■ Exercise task ■
Pick out each line in the rows below that contains the word "photo", and copy those lines.
-- start Records for processing --
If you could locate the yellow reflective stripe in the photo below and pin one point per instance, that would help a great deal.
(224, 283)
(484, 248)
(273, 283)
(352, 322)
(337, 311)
-- end Records for processing --
■ Result below ■
If you could locate the yellow reflective stripe in the photo below and pin one point per instance, that would help a great deal.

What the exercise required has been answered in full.